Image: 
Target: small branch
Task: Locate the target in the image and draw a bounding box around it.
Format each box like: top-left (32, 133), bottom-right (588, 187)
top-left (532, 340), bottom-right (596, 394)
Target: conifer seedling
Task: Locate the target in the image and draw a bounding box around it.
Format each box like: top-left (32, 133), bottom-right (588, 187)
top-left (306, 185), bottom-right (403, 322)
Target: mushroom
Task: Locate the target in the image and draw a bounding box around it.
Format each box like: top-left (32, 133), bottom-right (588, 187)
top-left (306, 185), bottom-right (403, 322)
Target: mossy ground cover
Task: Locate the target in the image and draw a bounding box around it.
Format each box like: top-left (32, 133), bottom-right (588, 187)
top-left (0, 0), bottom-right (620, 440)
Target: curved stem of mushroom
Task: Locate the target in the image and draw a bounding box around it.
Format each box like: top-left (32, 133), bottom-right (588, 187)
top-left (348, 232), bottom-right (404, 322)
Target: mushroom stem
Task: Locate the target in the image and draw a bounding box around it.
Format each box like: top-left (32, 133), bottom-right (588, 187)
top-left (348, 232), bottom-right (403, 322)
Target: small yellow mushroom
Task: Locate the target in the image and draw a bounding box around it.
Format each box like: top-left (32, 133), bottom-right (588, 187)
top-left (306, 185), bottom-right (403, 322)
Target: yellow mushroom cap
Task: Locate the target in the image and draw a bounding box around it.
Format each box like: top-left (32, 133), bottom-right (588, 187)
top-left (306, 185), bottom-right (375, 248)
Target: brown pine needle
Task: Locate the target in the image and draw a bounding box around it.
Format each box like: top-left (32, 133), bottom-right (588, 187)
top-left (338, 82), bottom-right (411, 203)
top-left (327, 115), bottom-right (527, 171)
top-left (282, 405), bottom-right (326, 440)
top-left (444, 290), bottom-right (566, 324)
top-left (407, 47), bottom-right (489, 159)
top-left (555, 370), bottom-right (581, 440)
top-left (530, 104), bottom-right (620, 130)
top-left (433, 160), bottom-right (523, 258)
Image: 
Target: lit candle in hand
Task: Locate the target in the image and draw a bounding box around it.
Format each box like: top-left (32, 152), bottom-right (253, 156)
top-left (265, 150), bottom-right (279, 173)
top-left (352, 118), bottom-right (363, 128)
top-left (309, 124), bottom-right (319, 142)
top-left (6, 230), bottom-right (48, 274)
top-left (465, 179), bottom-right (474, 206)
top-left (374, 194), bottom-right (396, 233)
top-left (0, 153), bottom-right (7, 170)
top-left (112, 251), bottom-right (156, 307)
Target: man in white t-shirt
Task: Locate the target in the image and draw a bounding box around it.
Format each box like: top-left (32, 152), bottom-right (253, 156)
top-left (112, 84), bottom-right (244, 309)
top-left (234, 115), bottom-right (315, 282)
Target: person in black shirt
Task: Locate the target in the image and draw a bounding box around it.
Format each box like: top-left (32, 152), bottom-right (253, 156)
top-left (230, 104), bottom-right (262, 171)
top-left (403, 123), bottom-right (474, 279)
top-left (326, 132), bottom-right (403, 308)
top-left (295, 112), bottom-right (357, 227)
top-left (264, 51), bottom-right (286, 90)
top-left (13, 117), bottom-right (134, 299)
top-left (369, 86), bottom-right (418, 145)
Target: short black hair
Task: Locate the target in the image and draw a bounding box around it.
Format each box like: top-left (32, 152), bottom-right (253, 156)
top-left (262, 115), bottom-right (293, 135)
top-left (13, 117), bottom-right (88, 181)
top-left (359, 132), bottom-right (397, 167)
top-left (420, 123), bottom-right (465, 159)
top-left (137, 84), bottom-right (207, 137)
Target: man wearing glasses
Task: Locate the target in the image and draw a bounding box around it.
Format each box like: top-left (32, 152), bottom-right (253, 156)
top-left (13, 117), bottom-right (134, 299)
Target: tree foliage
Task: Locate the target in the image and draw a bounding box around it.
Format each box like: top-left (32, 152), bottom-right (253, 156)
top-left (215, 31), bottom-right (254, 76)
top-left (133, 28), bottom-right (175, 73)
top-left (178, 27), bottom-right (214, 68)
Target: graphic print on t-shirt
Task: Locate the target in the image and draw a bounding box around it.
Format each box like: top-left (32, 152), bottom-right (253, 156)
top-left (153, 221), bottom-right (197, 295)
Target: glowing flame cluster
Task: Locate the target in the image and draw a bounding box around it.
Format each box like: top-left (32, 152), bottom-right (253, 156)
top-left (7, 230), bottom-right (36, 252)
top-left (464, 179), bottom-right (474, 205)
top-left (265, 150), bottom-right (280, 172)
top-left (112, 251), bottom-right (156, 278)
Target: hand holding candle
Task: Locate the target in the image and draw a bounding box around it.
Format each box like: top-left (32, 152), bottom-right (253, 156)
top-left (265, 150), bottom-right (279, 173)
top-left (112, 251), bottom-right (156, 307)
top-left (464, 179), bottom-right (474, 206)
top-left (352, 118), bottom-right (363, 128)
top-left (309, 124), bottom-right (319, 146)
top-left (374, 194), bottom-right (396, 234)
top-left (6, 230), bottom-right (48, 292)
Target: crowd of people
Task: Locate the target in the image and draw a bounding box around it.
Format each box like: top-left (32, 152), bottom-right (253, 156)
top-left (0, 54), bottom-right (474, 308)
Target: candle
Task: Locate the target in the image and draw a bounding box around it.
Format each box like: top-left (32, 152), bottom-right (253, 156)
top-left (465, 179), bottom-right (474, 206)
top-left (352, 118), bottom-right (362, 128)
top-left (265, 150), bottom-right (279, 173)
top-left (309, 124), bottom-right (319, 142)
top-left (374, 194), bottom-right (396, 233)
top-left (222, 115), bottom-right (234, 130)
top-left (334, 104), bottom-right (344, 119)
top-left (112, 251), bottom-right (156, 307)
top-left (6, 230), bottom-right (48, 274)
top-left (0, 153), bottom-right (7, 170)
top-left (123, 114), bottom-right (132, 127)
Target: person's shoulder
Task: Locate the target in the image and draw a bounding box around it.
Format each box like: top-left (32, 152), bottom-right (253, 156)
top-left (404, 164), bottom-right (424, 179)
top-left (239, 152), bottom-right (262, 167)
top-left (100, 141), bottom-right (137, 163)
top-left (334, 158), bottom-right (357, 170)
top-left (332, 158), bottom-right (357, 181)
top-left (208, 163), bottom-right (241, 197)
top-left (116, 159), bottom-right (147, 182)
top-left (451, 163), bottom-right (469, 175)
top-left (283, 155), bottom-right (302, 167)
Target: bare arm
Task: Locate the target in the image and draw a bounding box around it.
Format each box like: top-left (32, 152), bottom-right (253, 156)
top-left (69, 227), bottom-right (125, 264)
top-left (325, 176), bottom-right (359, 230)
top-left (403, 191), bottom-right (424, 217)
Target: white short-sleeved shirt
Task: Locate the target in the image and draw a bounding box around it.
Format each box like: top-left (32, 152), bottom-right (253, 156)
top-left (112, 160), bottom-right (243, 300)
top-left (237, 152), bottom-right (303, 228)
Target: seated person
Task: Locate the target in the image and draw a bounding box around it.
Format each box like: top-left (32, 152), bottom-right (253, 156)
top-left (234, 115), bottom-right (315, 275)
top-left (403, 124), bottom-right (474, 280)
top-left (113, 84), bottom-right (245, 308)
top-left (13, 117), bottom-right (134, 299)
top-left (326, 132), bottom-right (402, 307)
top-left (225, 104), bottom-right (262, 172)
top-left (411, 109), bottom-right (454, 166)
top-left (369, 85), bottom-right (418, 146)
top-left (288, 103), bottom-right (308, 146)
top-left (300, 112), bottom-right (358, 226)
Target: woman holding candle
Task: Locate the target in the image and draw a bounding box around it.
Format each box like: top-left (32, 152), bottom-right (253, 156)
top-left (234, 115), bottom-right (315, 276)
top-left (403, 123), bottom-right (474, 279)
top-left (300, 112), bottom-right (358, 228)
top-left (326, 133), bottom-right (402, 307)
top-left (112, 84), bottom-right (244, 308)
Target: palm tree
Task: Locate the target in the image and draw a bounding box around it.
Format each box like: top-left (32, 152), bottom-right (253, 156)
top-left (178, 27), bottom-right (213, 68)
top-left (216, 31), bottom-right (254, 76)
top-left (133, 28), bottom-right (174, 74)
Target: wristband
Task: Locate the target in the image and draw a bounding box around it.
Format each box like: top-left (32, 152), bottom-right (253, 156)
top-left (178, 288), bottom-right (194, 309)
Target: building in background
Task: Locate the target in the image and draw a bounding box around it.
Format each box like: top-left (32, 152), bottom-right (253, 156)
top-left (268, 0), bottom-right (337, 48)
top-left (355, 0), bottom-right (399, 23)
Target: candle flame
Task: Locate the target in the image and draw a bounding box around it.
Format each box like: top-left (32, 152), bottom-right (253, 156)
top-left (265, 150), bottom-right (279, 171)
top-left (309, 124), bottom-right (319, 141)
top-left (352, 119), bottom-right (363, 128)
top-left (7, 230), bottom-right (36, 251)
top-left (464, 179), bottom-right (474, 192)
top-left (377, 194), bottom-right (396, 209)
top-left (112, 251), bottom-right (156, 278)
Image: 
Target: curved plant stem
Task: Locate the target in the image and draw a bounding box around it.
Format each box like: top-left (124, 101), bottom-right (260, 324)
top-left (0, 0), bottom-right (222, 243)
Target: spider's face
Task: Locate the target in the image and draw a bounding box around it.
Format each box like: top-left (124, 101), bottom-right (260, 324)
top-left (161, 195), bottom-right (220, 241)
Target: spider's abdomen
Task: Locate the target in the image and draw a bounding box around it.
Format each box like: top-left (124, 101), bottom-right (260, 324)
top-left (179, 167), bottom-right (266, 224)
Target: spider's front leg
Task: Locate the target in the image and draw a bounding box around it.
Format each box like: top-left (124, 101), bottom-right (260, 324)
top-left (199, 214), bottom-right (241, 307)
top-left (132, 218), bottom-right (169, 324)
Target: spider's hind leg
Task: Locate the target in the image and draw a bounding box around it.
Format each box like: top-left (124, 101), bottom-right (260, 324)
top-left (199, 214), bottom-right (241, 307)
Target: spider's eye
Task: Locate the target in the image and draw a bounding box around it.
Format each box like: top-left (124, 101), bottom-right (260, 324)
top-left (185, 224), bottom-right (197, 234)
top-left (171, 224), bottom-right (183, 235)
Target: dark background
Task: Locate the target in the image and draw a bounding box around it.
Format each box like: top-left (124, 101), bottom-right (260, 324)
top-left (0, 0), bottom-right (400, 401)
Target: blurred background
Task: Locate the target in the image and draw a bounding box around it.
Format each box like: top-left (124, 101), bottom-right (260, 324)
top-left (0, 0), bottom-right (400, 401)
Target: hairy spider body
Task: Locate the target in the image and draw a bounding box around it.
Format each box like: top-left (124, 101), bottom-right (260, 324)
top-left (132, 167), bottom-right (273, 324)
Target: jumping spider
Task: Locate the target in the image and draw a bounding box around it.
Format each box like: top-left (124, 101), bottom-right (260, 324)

* _TASK TO CARRY OUT_: Copy the records again, starting at the line that contains "Target: spider's front leg" and ending after the line that contains "top-left (171, 224), bottom-right (183, 235)". Shift every box coordinate in the answers by -45, and leave the requests and their format samples unchanged.

* _TASK RESPONSE_:
Target: spider's front leg
Task: Locate the target in the image and draw a bounding box around it.
Format each box like: top-left (124, 101), bottom-right (260, 324)
top-left (154, 169), bottom-right (196, 262)
top-left (87, 173), bottom-right (124, 279)
Target: spider's hind leg
Task: Locate the target in the image and draw a bounding box around it.
Format each box like: top-left (124, 101), bottom-right (260, 324)
top-left (154, 169), bottom-right (196, 262)
Target: spider's eye
Task: Locate the target in the image and draw a bounding box around it.
Format each box like: top-left (124, 101), bottom-right (260, 324)
top-left (140, 179), bottom-right (152, 189)
top-left (126, 179), bottom-right (138, 190)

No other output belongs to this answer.